#### About this exercise:
Every record below should be repeated exactly, with the pictures left out.

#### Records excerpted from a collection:
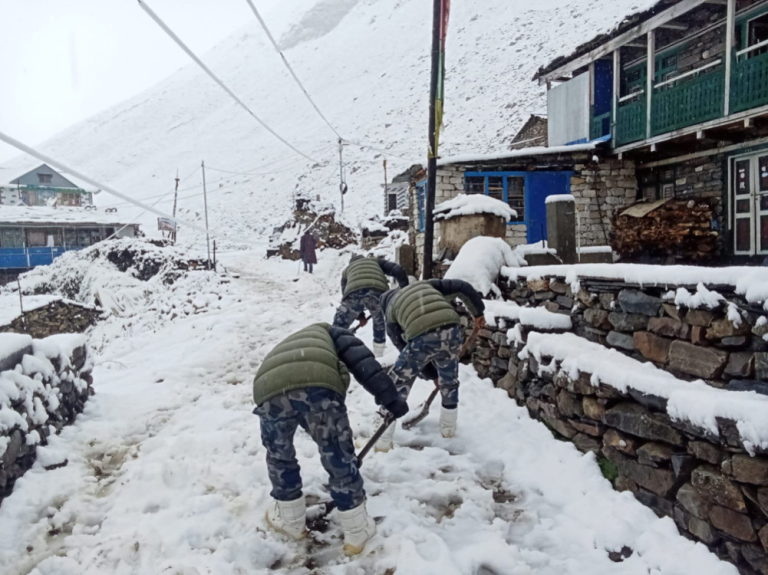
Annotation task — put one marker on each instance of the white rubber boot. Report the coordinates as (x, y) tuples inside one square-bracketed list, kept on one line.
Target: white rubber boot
[(448, 419), (385, 442), (289, 517), (358, 529)]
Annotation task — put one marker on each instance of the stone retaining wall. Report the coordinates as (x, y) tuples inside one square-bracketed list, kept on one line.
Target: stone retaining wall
[(714, 490), (44, 384)]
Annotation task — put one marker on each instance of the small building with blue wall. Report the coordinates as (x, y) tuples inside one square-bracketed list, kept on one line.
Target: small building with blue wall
[(31, 237)]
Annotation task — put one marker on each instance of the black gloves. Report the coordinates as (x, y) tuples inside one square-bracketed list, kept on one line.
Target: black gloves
[(397, 408)]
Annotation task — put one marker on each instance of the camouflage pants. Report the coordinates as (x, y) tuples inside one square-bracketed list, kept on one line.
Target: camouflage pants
[(441, 347), (355, 304), (323, 415)]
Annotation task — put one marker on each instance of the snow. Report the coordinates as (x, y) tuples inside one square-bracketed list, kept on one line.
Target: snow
[(558, 198), (166, 471), (509, 154), (468, 205), (750, 282), (695, 401), (480, 260), (45, 215)]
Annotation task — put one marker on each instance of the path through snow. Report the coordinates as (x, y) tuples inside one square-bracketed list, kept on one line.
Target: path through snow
[(166, 471)]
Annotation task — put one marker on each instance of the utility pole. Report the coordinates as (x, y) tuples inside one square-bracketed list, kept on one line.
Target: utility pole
[(205, 201), (429, 223), (342, 185), (175, 197)]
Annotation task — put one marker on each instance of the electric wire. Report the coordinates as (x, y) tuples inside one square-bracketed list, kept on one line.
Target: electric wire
[(216, 79), (290, 68)]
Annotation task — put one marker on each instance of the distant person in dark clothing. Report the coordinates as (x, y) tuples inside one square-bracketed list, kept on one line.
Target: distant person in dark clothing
[(307, 251)]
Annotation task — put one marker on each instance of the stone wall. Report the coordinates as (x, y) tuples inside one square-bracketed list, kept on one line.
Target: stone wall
[(714, 490), (45, 385)]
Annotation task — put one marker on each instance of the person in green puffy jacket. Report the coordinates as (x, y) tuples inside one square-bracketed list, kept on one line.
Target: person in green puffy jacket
[(423, 324), (303, 383), (362, 283)]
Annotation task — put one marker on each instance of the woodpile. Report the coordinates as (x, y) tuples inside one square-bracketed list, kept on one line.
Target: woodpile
[(671, 230)]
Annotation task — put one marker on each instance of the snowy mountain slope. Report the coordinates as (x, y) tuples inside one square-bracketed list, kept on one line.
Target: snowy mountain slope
[(366, 64), (166, 472)]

#### Response below:
Annotation task — put one marker on each instance of the white rubber boot. Report the coordinates as (x, y) tuples inside one square-bracketed list, kept on one line.
Target: white rubber boot
[(448, 419), (385, 442), (289, 517), (358, 529)]
Annotation task — put one marker on each instance of the stone retaining wall. Report the coordinates as (x, y) tuples inside one square-bracketed list, kept on one line.
Target: stone retaining wall
[(714, 490), (44, 384)]
Annotation task — put one marker on each instance of the small building with blue wall. Report the coordinates as (x, y) tuples inside one square-bracketed list, kept on one line.
Target: small building with blue wall
[(31, 237)]
Annotation task — put one marker on each instance of the black gloves. Report the coordinates as (x, y) tuples inside one square-bracketed list, kept on one line.
Target: black gloves
[(397, 408)]
Annotation task — put one marker on each instance of the camouflage pants. Report the coordinates as (x, y) tuples inside one square-bracketed list, kept on one line.
Target: camouflage pants
[(441, 347), (355, 304), (323, 415)]
Annotation task — put one marker on each instance of the snow. Report the coordinates as (x, y) tuples inside one square-bracketed list, kept on one line.
Target: snow
[(558, 198), (166, 471), (509, 154), (468, 205), (750, 282), (695, 401), (480, 260), (45, 215)]
Annotation task — put one marker on each instance of the path through snow. Report the coordinates as (x, y) tuples inside one square-bracketed list, kept on one line.
Target: path through snow
[(166, 471)]
Annotation task — put one marker on each instance of the utility pole. Report the coordinates as (x, y) tuples inside one square-bracketed list, kept on one line.
Target: utility pole
[(205, 201), (429, 223), (342, 185), (175, 197)]
Annotation task — put one marker on each instance of the electric wire. Report the coordinates as (x, y) tuples inside one square-bracketed list, kept on one line.
Target: electric wire
[(216, 79), (290, 68)]
Annotation task — put one marker on each instance of the distant person in dark clothing. Report the coordinates as (x, y) tuples inside one square-bracketed list, kept on one line.
Target: distant person in dark clothing
[(307, 251)]
Annotation task — put one marker on each instance of the stone wall. Report the coordinates as (x, y) tuples inside one square-bracketed list, kept on one line.
Target: stone wall
[(714, 490), (45, 385)]
Annotation task — put one marker on each instance of the person in green puffy jacket. Report the coordinates as (x, y) tuples inside one square-bracketed list, kept on one line.
Target: person in green puffy jacket
[(423, 324), (303, 383), (362, 283)]
Annotation task — put one marker on each instance of the woodpile. Report the coordinates as (x, y) tuples inside one square-bracketed list, kept on one line.
Target: woodpile
[(671, 230)]
Annotation task — put one marker on each instance of the snowy mountain slope. Report the coordinates as (x, y) tuples inside one square-bracketed list, kept on one line.
Target: snowy mountain slope
[(366, 64), (166, 472)]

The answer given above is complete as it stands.